[start Document section]
When MAN is selected on the CABIN PRESS control panel the outflow valve is manually controlled. The MAN ALT lever and the RATE knob on the CABIN PRESS control panel are used to position the outflow valve. An UP selection on the MAN ALT selector will cause an increase in cabin altitude at the rate selected on the RATE control knob. A DN selection of the MAN ALT selector will cause the cabin altitude to decrease at the rate set by the MAN RATE control knob. When the RATE knob is selected to HOLD, the cabin altitude will be maintained regardless of changes to the aircraft altitude.
When manual pressurization is selected, pressurization data is reproduced on the EICAS primary page.

Pg 7-25

Question 24

Emergency Depressurization Control

Answer 24

Selecting emergency depressurization overrides both automatic and manually control of the system. When the EMER DEPR switchlight is pressed, the MANUAL DC motor will drive the outflow valve fully open. Cabin altitude is measured by the altitude sensor inside the control panel.
[end Document section]
[start Supplied material]
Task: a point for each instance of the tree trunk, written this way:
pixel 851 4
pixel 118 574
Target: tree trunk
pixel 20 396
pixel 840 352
[end Supplied material]
## Written request A
From the pressurization text, list every control selection or setting that appears in capital letters as a position chosen on a control.
## Written request B
Swap "increase" for "rise" in the pressurization text from "When MAN is" to "EICAS primary page.", and write out that passage with the change.
Rely solely on the text to carry out each task.

## Full answer A
MAN, UP, DN, HOLD

## Full answer B
When MAN is selected on the CABIN PRESS control panel the outflow valve is manually controlled. The MAN ALT lever and the RATE knob on the CABIN PRESS control panel are used to position the outflow valve. An UP selection on the MAN ALT selector will cause an rise in cabin altitude at the rate selected on the RATE control knob. A DN selection of the MAN ALT selector will cause the cabin altitude to decrease at the rate set by the MAN RATE control knob. When the RATE knob is selected to HOLD, the cabin altitude will be maintained regardless of changes to the aircraft altitude.
When manual pressurization is selected, pressurization data is reproduced on the EICAS primary page.